• STUDY TEXT:
Genesis 42

Connecting Scriptures:  Genesis 37:5-9, Genesis 9:5, Psalm 103:10, Romans 8:1-6

This is a chapter about how people deal with grief.  Loss and deep hurts are hard to pass over.  Even after 20 years, sins committed against brother and father are fresh in the dialogue and actions of Israel and his sons.  It is as if the famine is just a drop in the bucket of issues.  Did each son consider every hardship a consequence of what they had done to Joseph?  Did it pass in conversation as they walked toward the place that had enveloped their brother?  

I want to connect more of this chapters details with the next chapter, but for now, I am led to examine the road blocks that are put up in the lives of those who bury sin. 

    On the third day Joseph said to them, “Do this and you will live, for I fear God: if you are honest men, let one of your brothers remain confined where you are in custody, and let the rest go and carry grain for the famine of your households, and bring your youngest brother to me. So your words will be verified, and you shall not die.” And they did so. Then they said to one another, “In truth we are guilty concerning our brother, in that we saw the distress of his soul, when he begged us and we did not listen. That is why this distress has come upon us.” And Reuben answered them, “Did I not tell you not to sin against the boy? But you did not listen. So now there comes a reckoning for his blood.”—verses 18-22.

As much as they may have tried to move on and forget the past, God has brought them face to face with Joseph (even though they do not recognize him) and starring directly at the real issue under the surface.  They are not honest men, no matter how truthful their claims of not being spies really is.  At their core, in the heart, they are guilty of the highest offense as old as Cain and Able.  They murdered Joseph in their minds and now comes a recompense.  The sin has dug itself back out of the grave and its ugly truth cannot be avoided.

• LISTED RECORDS:
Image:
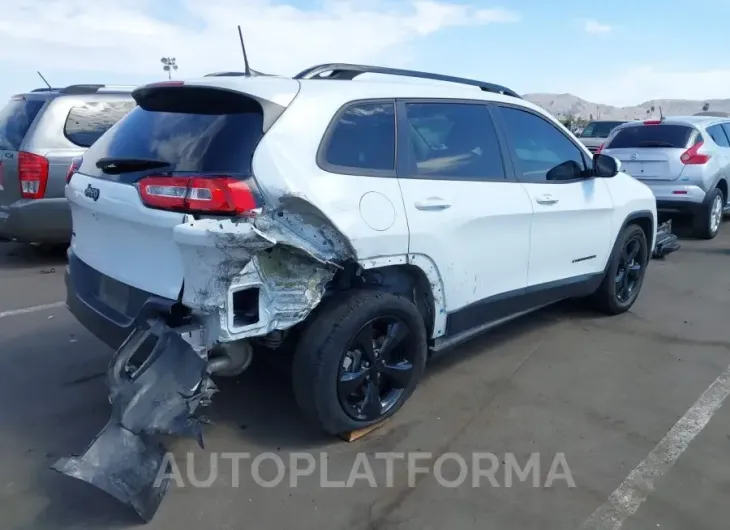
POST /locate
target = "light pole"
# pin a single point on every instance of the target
(168, 65)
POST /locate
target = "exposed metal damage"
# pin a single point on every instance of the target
(666, 241)
(160, 377)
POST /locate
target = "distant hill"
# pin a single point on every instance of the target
(564, 105)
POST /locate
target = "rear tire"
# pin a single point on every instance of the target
(332, 358)
(706, 222)
(625, 274)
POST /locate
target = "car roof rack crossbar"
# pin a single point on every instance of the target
(348, 72)
(252, 73)
(93, 89)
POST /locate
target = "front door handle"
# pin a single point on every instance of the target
(432, 203)
(546, 199)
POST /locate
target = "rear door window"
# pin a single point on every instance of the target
(453, 141)
(190, 143)
(600, 129)
(15, 120)
(718, 135)
(87, 122)
(666, 135)
(361, 141)
(540, 151)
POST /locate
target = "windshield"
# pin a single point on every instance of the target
(15, 120)
(673, 136)
(600, 129)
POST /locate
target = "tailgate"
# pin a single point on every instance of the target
(652, 150)
(650, 163)
(176, 134)
(121, 238)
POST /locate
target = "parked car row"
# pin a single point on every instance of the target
(40, 133)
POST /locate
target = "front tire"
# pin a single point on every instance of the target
(708, 219)
(625, 274)
(359, 360)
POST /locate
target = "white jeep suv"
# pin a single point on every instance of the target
(368, 224)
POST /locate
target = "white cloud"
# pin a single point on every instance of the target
(118, 35)
(593, 26)
(635, 85)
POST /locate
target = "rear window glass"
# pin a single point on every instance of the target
(15, 120)
(600, 129)
(86, 123)
(189, 143)
(652, 136)
(363, 138)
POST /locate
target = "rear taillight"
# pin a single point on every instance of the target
(215, 195)
(33, 175)
(692, 157)
(73, 168)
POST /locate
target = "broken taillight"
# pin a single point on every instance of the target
(214, 195)
(33, 175)
(692, 157)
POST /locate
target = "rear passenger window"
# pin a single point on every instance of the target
(362, 139)
(718, 135)
(541, 152)
(453, 140)
(86, 123)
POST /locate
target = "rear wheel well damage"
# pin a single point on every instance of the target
(645, 223)
(404, 280)
(722, 186)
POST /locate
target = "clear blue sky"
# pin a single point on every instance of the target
(619, 52)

• PROBLEM TO SOLVE:
Which passages does the Genesis 42 study text list as its connecting Scriptures?

• TASK ANSWER:
Genesis 37:5-9, Genesis 9:5, Psalm 103:10, Romans 8:1-6